╭─ Excerpt to read

Help! I Might Get Fired!
Dear Armchair Psychologist,
What's the best way to be prepared for a layoff? Because of the crisis, I am worried that my company is going to let me go soon, what can I do to be prepared? Is now a good time to send resumes? Should I save money? Redesign my website? Be proactive at work? Make myself non-disposable?
- Restless & Jobless
Dear Restless & Jobless,
I'm sorry that you're feeling anxious about your employment status. There are many people like yourself in this pandemic who are navigating an uncertain future, many have already lost their jobs. In my experience as a former professional recruiter for almost a decade, I always told my candidates the importance of periodically being passively on the market. This way, you'd know your worth, and you'd be able to track the market rates that may have changed over time, and sometimes even your job title which might have evolved unbeknownst to you.
This is a great time to reach out to your network, update your online professional presence (LinkedIn etc.), and send resumes. Though I'm not a fan of sending a resume blindly into a large database. Rather, talk to friends or email acquaintances and have them directly introduce you to someone who knows someone at a list of companies and people you have already researched. It's called "working closest to the dollar."
Here's a useful article with some great COVID-times employment tips; it suggests to "post ideas, articles, and other content that will attract and engage your target audience—specifically recruiters." If you're able to, try to steer away from focusing too much on the possibility of getting fired, instead spend your energy being the best you can be at work, and also actively being on the job market. Schedule as many video calls as you can, there's nothing like good ol' face-to-face meetings to get yourself on someone's radar. If your worries get the best of you, I recommend you schedule time with a qualified therapist. When you're ready, lean into that video chat and werk!
- The Armchair Psychologist
HELP! AM I A FRAUD?
Dear Armchair Psychologist,
I'm an independent consultant in NYC. I just filed for unemployment, but I feel a little guilty collecting because a) I'm not looking for a job (there are none anyway) and b) the company that will pay just happens to be the one that had me file a W2 last year; I've done other 1099 work since then.
I'm sorry that you're wracked with guilt. It's admirable that your conscience is making you re-evaluate whether you are entitled to "burden the system" so to speak as a state's unemployment funds can run low. Shame researchers, like Dr. Brené Brown, believe that the difference between shame and guilt is that shame is often rooted in the self/self-worth and is often destructive whereas guilt is based on one's behavior and compels us to do better. "I believe that guilt is adaptive and helpful – it's holding something we've done or failed to do up against our values and feeling psychological discomfort."
Your guilt sounds like a healthy problem. Many people feel guilty about collecting unemployment benefits because of how they were raised and the assumption that it's akin to "seeking charity." You're entitled to your unemployment benefits, and it was paid into a fund for you by your employer with your own blood, sweat, and tears. Also, you aren't committing an illegal act. The benefits are there to relieve you in times when circumstances prevent you from having a job. Each state may vary, but the NY State Department of Labor requires that you are actively job searching. The Cares Act which was passed in March 2020 also may provide some relief. I recommend that you collect the relief you need but to be sure that you meet the criteria by actively searching for a job just in case anyone will hire you.

╰─

Revise the part of the advice column between "Help! I Might" and "Make myself non-disposable?", inclusive, and write it out with "layoff" changed to "job loss".

╭─ Input data

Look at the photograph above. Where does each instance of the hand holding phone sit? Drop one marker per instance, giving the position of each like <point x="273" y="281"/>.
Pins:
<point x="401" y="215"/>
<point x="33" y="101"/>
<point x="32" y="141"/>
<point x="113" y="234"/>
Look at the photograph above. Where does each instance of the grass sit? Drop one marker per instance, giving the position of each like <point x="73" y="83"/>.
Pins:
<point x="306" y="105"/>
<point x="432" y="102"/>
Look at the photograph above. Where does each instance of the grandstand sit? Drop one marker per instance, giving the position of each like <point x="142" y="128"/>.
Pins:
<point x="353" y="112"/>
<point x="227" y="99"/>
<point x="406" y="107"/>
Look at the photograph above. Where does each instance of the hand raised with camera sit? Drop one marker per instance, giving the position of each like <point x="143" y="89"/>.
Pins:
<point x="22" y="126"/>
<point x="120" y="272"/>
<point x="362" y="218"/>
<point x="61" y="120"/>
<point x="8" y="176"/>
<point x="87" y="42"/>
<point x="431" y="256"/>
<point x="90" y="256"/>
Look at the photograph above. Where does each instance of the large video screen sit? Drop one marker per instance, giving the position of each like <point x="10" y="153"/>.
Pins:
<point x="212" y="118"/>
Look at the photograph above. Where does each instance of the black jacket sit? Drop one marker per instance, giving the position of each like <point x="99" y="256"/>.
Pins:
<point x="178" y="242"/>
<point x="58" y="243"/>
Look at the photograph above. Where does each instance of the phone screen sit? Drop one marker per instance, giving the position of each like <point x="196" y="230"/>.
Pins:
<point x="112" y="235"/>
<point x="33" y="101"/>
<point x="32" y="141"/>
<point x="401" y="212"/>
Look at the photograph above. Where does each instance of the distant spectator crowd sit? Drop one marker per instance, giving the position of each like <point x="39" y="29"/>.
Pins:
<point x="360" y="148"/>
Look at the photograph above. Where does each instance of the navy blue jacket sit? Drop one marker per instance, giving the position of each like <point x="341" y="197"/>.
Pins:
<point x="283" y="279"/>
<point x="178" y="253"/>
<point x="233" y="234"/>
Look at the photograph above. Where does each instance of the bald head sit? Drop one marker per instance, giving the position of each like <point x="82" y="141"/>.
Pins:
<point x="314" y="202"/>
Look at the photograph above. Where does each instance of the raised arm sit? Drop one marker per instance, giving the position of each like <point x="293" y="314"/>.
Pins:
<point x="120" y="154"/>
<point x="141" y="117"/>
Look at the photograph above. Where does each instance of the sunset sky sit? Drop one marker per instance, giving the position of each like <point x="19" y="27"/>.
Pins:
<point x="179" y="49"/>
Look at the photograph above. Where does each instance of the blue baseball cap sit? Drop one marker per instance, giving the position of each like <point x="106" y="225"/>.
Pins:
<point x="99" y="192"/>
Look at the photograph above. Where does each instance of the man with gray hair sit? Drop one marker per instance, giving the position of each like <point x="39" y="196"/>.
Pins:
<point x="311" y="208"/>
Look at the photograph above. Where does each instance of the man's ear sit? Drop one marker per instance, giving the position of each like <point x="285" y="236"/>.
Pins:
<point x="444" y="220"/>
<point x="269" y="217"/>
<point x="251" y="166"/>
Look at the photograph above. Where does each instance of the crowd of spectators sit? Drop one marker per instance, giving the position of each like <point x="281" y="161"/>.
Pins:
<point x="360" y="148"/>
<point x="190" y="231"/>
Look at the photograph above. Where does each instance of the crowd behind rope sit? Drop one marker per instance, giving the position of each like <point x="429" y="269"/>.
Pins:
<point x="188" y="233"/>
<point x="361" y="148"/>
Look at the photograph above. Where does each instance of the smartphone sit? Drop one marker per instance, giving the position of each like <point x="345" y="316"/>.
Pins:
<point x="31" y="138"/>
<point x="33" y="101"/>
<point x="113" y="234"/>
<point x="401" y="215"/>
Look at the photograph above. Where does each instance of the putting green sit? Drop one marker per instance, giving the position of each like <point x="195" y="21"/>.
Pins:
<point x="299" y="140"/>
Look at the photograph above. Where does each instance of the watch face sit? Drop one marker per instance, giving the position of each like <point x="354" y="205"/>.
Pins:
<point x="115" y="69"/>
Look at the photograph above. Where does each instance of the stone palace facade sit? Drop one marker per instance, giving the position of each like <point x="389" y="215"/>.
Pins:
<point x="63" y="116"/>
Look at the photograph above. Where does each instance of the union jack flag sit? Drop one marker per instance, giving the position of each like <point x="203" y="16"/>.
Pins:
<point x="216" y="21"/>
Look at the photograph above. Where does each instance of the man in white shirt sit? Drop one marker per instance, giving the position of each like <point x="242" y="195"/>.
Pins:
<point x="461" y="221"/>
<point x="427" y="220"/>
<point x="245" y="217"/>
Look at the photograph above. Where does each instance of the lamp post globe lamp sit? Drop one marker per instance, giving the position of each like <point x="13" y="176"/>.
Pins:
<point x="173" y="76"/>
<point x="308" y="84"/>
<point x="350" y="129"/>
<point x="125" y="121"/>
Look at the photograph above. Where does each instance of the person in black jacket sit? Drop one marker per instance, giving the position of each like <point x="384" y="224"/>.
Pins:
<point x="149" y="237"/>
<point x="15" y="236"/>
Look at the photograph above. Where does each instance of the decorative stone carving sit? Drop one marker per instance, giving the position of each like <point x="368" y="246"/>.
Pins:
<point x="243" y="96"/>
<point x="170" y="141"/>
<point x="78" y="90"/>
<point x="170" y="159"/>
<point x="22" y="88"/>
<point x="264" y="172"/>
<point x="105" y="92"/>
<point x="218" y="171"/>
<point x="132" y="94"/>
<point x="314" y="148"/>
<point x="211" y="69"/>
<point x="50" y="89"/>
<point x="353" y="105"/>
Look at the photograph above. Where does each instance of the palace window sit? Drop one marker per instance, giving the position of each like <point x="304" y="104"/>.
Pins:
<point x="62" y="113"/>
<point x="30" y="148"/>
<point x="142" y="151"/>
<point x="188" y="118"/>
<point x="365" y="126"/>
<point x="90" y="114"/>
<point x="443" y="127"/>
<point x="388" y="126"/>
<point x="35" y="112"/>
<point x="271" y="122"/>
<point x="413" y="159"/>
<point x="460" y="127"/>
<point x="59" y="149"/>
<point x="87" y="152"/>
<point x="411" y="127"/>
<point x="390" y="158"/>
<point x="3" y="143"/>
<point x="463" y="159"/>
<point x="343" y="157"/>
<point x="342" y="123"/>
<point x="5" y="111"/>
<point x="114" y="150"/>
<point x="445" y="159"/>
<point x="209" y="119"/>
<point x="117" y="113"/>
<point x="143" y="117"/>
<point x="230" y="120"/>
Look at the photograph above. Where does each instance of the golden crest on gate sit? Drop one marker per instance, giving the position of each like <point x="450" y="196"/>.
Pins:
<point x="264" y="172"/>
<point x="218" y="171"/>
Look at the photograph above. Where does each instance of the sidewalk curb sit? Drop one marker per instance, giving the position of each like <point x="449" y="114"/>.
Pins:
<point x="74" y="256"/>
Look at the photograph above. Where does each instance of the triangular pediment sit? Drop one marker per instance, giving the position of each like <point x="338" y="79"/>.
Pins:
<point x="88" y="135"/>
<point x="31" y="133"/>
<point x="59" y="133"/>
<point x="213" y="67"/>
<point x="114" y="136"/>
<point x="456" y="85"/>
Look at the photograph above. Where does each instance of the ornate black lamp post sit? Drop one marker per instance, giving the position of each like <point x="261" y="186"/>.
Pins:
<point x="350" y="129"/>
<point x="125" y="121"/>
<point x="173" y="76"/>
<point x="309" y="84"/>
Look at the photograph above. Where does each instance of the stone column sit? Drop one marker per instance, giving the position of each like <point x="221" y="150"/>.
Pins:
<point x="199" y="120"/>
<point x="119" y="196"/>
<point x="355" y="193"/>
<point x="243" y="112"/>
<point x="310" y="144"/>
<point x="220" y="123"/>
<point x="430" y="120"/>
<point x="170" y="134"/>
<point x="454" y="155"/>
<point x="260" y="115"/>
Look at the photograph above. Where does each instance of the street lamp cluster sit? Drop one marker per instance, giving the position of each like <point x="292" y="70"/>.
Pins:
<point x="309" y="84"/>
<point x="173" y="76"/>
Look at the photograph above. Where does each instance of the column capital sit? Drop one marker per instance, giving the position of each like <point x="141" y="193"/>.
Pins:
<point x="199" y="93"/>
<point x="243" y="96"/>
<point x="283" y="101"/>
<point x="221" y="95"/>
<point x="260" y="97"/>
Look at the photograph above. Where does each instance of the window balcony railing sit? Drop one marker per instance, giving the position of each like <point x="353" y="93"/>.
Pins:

╰─

• _Response area_:
Help! I Might Get Fired!
Dear Armchair Psychologist,
What's the best way to be prepared for a job loss? Because of the crisis, I am worried that my company is going to let me go soon, what can I do to be prepared? Is now a good time to send resumes? Should I save money? Redesign my website? Be proactive at work? Make myself non-disposable?